### Entries supplied
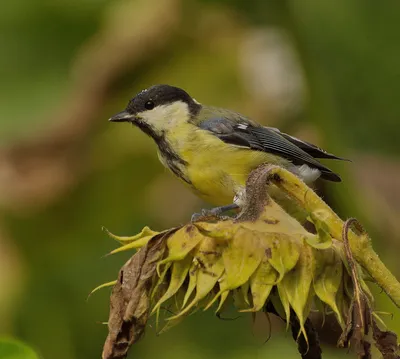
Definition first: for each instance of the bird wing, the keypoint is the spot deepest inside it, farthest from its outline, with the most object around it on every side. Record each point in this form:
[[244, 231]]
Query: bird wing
[[246, 134], [308, 147]]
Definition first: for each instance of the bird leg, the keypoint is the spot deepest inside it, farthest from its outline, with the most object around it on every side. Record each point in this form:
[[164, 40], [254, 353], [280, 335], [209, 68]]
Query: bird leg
[[213, 212]]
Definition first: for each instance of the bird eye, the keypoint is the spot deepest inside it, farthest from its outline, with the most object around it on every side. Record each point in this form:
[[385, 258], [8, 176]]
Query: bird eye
[[149, 105]]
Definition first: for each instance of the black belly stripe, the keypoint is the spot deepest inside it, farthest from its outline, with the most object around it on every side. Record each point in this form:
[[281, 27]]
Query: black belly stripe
[[172, 160]]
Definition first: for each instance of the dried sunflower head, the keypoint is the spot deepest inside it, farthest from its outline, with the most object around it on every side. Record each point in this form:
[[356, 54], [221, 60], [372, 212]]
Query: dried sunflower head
[[264, 260]]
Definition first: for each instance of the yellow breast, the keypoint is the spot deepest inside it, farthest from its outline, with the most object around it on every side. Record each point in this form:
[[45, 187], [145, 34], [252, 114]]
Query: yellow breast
[[216, 170]]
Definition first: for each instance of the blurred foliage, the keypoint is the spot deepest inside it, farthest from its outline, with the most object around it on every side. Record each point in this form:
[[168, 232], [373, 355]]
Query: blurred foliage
[[12, 349], [51, 244]]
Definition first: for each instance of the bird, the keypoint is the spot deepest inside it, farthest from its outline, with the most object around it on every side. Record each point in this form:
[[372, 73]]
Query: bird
[[213, 150]]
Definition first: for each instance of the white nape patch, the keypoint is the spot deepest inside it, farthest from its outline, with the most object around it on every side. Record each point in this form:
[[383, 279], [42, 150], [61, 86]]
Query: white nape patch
[[165, 117], [242, 126], [308, 174]]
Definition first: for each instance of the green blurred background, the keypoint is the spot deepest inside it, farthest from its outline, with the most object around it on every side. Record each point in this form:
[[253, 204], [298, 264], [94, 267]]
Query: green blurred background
[[327, 71]]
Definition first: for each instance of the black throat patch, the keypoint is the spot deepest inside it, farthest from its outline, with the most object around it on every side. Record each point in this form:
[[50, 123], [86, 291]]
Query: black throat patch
[[170, 157]]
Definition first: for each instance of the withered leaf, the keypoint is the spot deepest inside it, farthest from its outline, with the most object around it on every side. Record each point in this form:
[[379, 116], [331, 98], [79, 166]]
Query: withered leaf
[[386, 342], [130, 298]]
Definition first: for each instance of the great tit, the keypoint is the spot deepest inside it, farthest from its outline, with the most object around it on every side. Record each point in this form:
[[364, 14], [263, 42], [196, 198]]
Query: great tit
[[213, 150]]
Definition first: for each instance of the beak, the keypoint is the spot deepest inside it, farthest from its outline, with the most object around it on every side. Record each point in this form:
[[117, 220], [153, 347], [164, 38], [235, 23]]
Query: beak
[[122, 116]]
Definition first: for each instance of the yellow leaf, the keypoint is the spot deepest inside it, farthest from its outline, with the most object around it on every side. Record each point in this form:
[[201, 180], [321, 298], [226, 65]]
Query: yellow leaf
[[241, 257]]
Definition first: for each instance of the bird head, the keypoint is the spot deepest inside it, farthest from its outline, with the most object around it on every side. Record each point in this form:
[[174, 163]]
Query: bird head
[[158, 109]]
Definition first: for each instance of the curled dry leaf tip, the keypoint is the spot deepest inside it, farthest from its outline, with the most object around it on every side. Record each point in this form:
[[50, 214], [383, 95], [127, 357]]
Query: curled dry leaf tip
[[266, 259]]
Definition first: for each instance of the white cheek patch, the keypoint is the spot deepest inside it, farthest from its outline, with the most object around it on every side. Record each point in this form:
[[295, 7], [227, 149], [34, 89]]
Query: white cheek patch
[[166, 117], [242, 126]]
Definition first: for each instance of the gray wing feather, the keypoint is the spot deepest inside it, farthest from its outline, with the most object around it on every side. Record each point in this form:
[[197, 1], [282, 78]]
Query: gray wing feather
[[267, 139]]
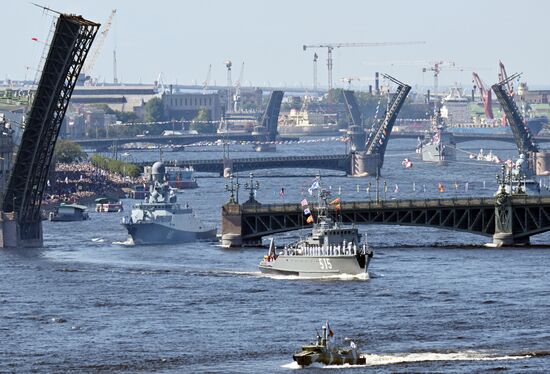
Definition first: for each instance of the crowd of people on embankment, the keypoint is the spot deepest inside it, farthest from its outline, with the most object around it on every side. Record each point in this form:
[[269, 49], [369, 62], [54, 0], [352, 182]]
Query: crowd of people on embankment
[[82, 183]]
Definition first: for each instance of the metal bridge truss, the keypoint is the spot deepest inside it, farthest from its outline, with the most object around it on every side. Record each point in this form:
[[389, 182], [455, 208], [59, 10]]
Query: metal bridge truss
[[270, 117], [378, 138], [470, 215], [69, 47], [522, 136], [325, 162], [530, 215]]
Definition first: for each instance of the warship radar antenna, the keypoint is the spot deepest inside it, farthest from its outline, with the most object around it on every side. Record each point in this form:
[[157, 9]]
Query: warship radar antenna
[[253, 187]]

### Exercise goal
Restate the data word for word while omitting each picture.

### Response for this exercise
Definition first: for each instance of the bird wing, the keypoint is the spot deepest inside it, farthest from its outline, with the most object around it on every side. Record each point in this form:
[[244, 231]]
Query: bird wing
[[246, 134], [308, 147]]
Definition first: for each instance of the bird leg, the keypoint is the spot deepest inside it, farthest from its outline, with the most object around it on every side. Record each point in this form:
[[164, 40], [254, 353], [280, 335], [209, 68]]
Query: bird leg
[[213, 212]]
Definition first: for each instance of the bird eye, the keypoint is the spot deepest inside it, farthest from its outline, with the most object around it on every side. Record each point in this form:
[[385, 258], [8, 176]]
Query: bird eye
[[149, 105]]
Definition first: for each instance of the black belly stripe, the keypoint is the spot deepest inside it, farthest from its outline, with the most object around it on every side. Record each point in this form:
[[281, 27]]
Query: black belly stripe
[[172, 160]]
Definition first: for each instance of the dried sunflower head, the keypoint is the spot deepest inside it, farthest from its outline, with the most object around it on every side. Record each point in this form:
[[356, 54], [221, 60], [372, 212]]
Query: dried sunflower head
[[264, 260]]
Definition first: for each instance of the yellow breast, the keypoint is the spot deepest inside it, farthest from its outline, with the most object around it on every side. Record each point in this form:
[[45, 187], [145, 34], [252, 114]]
Query: yellow breast
[[216, 170]]
Definition first: for each instance of the blurred foliage, the keypoint is the spot deepest inside it, farthest from its outline, with the most object around it on every side. Record each point in this form:
[[168, 232], [373, 355]]
Query: blurred foliage
[[12, 349], [51, 244]]
Definition first: for each instance of the bird, the keypoint is the spot deepest inside it, farthest from its outline, with the most object around it on every side. Record each point in this form:
[[372, 73]]
Query: bird
[[213, 150]]
Definition first: for each instance of the white nape patch, the keypoint is the spot deepest inside it, farthest from its outline, with the most object around it on every side. Record each point in this form:
[[383, 279], [42, 150], [61, 86]]
Query: white nape patch
[[165, 117], [242, 126], [308, 174]]
Definition first: for each instance of the green blurred background, the keypoint is the spot deepest inside it, farthest from its outline, with the most object around it on every side. Record each point in this form:
[[253, 204], [298, 264], [94, 267]]
Query: green blurred background
[[327, 71]]
Definition first: for each instance of the black throat patch, the keypoint is the spot deepest inside it, farthest from its outline, with the most object around it on every side. Record each point in this form:
[[50, 123], [86, 291]]
Query: black throat patch
[[170, 157]]
Definition first: for each instance of the withered leaf, the keypoint is the spot deepest inside it, farthest from its outline, with the most object around it on every side. Record each point in this form:
[[379, 116], [331, 98], [79, 166]]
Query: withered leaf
[[386, 342], [130, 298]]
Definition first: for each instance of the great tit, the keypoint is the spot deepest inside it, farthest from its outline, with the most object around it on every side. Record each point in this form:
[[364, 14], [263, 42], [196, 198]]
Query: great tit
[[213, 150]]
Definition first: for each instance of the beak, the keypoint is the spot deepest inside it, farthest from its outline, with the most object around it on every side. Record each point in this form:
[[117, 220], [153, 347], [164, 38], [235, 23]]
Query: beak
[[122, 116]]
Definition first: for each instance of the yellow leaf, the keypoint is the spot deepest inside it, farthest from its outline, with the most object around it on every side. Record each point in this form:
[[201, 180], [321, 298], [226, 65]]
Query: yellow leaf
[[241, 257]]
Definition first: for each instance of the bird head, the keypoint is the spot deepest inside it, farthest from its outline, with the most object around it on every side. Record each point in this form:
[[174, 163]]
Query: bird head
[[158, 109]]
Definition first: for each instance of the curled dry leaf tip, the keypoint is the spot deepest inside it, farthest from its outline, with the most object around it on every side. Record each point in this form:
[[50, 214], [383, 95], [127, 357]]
Query: curled dry leaf tip
[[266, 259]]
Definition first: for each instance of the white cheek patch, the keypoint is the spot deepest inside it, farthest from its outline, with the most object around it on every side. Record each point in this form:
[[295, 7], [227, 149], [34, 89]]
Query: white cheek patch
[[166, 117], [242, 126]]
Definition first: for each instance of the gray wing feather, the keypoint is the spot deepest inside it, farthest from its outline, with the most object around it on every side. Record each point in this form:
[[197, 1], [282, 78]]
Query: gray wing feather
[[267, 139]]
Definition first: for each instance of the crowd of people on embankment, the keypoint is the spot deepest inside it, farthest from its outline, with the most object around it on every side. Record each point in this form:
[[269, 49], [369, 62], [54, 0], [352, 182]]
Query: crowd of people on embankment
[[82, 183]]
Definition first: for each instance of the metal bridge truss, the keypoint is the spot deepest inside it, farthest from its outline, with the most object around it on every side. Record each point in this form:
[[389, 182], [455, 208], [59, 10]]
Query: metal bridge truss
[[270, 117], [378, 138], [470, 215], [69, 47], [522, 136], [325, 162], [530, 215]]
Definition first: for each instance of the warship radar antenna, the keypoint is the spot deepest inside it, farthest from its outline, with the most object around it on every side. Record each point in this form:
[[157, 9]]
Query: warship radar antenna
[[253, 187]]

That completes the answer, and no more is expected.